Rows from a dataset
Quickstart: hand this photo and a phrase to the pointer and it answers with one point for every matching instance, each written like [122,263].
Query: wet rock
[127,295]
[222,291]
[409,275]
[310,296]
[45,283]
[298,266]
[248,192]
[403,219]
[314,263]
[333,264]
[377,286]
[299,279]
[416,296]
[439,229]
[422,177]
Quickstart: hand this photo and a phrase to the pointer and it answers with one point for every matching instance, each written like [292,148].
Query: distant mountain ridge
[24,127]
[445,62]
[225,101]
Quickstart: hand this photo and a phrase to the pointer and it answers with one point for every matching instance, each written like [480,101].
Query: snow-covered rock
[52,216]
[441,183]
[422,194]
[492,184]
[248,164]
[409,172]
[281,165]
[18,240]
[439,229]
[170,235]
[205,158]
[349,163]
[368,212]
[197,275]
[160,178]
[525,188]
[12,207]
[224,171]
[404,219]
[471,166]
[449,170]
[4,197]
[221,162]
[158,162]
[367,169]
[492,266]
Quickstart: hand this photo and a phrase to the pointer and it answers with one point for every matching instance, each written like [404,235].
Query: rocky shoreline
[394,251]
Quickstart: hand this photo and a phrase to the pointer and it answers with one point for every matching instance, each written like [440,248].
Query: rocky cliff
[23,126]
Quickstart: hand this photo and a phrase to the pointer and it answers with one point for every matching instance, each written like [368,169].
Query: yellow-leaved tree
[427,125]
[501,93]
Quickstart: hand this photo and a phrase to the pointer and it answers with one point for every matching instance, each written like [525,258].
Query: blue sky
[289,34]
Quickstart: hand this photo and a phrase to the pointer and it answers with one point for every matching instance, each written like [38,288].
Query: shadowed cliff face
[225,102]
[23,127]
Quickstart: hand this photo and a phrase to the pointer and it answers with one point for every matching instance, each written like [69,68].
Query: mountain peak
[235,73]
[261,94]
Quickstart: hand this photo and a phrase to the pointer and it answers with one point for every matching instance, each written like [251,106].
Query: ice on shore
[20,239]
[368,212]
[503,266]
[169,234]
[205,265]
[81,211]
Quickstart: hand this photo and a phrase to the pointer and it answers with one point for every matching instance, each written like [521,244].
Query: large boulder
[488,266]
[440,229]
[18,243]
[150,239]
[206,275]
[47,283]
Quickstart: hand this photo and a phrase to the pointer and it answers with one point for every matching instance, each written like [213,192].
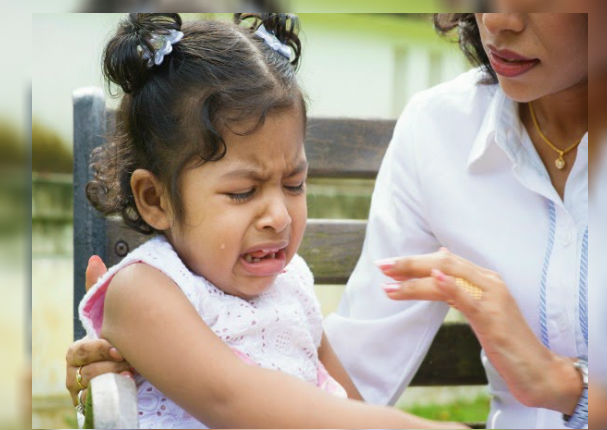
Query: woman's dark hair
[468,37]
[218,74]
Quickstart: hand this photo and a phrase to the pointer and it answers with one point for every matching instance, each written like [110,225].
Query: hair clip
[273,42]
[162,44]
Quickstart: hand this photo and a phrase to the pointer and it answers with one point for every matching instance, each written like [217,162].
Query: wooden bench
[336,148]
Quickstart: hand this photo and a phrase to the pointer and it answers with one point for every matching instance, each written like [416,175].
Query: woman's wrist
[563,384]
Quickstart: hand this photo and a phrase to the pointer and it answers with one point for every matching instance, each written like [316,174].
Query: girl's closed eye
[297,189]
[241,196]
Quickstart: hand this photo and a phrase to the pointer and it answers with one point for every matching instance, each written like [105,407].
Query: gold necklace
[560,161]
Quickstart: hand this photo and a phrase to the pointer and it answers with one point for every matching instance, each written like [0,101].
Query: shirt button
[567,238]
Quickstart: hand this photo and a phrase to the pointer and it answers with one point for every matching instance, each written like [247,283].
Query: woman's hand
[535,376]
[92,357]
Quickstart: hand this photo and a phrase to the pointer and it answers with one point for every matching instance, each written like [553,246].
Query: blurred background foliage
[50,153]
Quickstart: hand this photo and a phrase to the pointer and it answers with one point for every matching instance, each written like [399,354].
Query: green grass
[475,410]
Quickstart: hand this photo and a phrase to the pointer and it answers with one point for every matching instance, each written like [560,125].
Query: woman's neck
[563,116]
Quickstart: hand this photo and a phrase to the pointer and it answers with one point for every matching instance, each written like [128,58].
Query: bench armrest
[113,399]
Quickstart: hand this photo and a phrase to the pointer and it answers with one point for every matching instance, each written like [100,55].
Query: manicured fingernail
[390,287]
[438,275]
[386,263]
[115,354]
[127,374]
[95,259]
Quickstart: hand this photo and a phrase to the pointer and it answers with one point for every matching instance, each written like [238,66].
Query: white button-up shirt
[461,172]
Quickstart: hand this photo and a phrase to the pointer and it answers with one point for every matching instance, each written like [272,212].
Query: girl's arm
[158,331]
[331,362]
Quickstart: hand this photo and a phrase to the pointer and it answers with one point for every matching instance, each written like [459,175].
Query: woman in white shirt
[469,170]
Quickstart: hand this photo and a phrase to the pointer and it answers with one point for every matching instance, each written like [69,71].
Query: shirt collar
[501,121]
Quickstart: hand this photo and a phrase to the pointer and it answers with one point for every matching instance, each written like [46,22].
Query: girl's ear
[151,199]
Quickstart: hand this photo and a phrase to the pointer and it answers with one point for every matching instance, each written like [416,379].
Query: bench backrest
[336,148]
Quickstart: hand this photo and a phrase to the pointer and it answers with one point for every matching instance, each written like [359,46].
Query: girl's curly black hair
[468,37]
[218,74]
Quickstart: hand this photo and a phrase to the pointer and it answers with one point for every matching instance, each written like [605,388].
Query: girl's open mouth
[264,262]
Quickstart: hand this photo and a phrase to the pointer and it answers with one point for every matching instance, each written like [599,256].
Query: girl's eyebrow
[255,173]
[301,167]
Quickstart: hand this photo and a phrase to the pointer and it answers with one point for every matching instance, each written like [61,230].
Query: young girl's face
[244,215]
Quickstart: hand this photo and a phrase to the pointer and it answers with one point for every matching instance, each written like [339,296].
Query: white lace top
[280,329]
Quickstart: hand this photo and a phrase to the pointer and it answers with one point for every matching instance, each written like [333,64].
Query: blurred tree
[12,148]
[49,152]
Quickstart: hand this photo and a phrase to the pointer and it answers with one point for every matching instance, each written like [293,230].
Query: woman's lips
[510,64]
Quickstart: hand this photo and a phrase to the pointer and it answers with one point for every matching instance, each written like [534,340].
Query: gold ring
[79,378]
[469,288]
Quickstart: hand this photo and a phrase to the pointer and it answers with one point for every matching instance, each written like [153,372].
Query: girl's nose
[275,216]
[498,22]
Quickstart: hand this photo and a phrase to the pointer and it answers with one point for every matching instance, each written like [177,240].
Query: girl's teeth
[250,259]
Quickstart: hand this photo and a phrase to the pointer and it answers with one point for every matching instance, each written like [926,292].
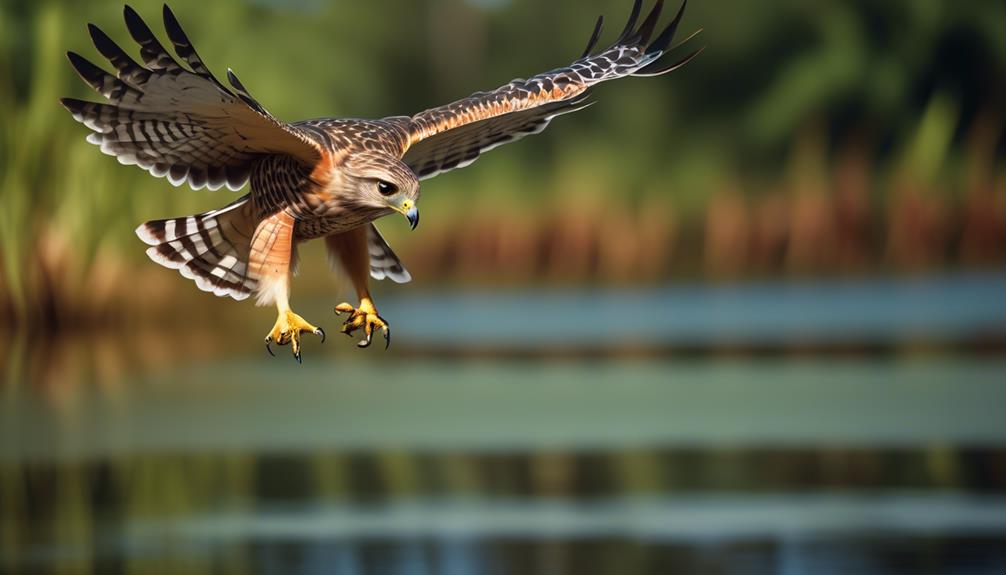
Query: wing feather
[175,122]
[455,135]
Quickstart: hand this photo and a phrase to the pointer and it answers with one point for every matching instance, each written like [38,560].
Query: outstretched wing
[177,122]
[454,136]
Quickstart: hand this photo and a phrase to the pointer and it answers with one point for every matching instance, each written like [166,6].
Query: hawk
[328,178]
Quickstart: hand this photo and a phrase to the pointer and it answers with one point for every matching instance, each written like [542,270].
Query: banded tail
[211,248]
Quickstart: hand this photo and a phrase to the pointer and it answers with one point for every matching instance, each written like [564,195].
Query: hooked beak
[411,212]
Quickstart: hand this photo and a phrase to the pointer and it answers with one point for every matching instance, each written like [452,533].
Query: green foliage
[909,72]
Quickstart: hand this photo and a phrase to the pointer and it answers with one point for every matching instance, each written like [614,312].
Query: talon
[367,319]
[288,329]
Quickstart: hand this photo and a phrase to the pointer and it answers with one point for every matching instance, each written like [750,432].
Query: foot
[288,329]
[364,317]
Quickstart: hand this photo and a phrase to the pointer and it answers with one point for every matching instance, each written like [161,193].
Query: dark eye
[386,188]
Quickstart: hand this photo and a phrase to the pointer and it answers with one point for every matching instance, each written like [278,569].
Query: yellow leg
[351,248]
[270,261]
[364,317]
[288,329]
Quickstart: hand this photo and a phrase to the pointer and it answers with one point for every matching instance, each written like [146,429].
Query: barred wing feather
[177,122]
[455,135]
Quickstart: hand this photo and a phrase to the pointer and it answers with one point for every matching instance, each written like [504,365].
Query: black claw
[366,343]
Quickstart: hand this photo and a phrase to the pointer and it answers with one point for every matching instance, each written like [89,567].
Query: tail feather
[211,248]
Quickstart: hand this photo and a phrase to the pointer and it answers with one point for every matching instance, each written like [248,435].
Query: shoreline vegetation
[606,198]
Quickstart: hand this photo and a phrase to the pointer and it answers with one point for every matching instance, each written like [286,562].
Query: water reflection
--
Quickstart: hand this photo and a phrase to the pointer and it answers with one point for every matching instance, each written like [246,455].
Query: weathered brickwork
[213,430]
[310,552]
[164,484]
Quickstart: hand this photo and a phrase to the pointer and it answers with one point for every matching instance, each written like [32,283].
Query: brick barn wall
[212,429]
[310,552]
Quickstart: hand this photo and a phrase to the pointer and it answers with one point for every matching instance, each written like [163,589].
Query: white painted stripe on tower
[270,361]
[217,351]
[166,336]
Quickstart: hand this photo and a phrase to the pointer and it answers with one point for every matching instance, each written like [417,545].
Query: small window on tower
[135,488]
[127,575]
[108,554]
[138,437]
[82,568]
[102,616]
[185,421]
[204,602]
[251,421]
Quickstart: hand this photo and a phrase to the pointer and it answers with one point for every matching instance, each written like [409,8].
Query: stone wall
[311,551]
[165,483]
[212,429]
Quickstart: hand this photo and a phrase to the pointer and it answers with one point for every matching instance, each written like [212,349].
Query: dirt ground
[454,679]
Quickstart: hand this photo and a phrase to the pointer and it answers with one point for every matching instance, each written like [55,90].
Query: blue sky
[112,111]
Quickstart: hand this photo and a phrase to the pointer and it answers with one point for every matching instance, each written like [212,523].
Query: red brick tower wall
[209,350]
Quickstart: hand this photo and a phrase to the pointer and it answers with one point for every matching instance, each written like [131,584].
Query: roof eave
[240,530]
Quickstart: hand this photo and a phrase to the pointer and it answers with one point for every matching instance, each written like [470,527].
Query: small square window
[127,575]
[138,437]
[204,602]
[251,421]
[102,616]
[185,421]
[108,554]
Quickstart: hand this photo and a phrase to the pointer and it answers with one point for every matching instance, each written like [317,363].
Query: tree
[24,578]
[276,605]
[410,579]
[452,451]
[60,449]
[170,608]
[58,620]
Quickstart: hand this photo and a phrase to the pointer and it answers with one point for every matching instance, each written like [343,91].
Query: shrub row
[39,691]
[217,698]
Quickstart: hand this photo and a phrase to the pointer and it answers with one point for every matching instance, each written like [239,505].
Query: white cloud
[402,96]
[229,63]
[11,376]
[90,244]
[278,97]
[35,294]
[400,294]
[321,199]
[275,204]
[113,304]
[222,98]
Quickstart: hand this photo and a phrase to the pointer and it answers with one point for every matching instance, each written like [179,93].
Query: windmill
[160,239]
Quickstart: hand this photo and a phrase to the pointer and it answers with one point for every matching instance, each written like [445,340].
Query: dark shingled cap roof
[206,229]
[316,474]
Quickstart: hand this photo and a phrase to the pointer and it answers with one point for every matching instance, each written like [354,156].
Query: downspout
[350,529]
* * *
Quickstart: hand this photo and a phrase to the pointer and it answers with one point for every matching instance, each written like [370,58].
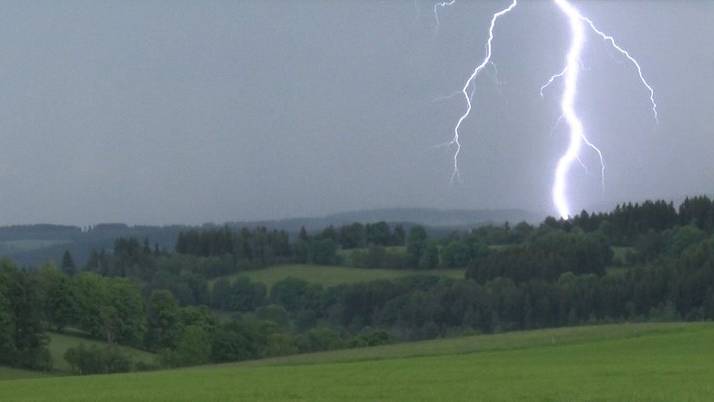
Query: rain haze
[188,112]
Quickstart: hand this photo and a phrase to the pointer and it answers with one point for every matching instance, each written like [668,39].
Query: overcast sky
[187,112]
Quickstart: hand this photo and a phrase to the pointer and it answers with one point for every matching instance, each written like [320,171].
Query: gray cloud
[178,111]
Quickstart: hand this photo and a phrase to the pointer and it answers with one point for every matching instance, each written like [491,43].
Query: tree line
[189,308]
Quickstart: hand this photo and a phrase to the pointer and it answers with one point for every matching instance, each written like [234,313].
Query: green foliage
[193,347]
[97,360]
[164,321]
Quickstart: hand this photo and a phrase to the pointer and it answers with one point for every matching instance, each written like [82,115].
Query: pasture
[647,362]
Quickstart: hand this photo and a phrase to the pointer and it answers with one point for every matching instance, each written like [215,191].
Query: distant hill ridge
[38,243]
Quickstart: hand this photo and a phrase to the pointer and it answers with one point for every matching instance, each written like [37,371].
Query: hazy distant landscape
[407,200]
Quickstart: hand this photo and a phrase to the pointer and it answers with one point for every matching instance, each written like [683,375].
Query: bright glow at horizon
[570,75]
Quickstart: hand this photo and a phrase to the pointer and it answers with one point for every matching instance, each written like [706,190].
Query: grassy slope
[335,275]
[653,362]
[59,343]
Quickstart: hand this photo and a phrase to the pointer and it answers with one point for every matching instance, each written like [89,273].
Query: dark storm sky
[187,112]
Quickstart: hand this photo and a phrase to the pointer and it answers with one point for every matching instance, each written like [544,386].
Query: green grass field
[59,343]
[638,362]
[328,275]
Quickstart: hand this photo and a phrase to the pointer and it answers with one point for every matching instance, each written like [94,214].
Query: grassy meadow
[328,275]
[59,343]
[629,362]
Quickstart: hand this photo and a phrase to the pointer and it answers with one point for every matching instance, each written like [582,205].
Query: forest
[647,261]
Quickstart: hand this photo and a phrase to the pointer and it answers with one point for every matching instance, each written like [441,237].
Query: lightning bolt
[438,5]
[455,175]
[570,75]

(What is expected):
Can you collect every line in the rows above that contains the word "ridge"?

(Exercise response):
Query: distant mountain ridge
Query: distant hill ridge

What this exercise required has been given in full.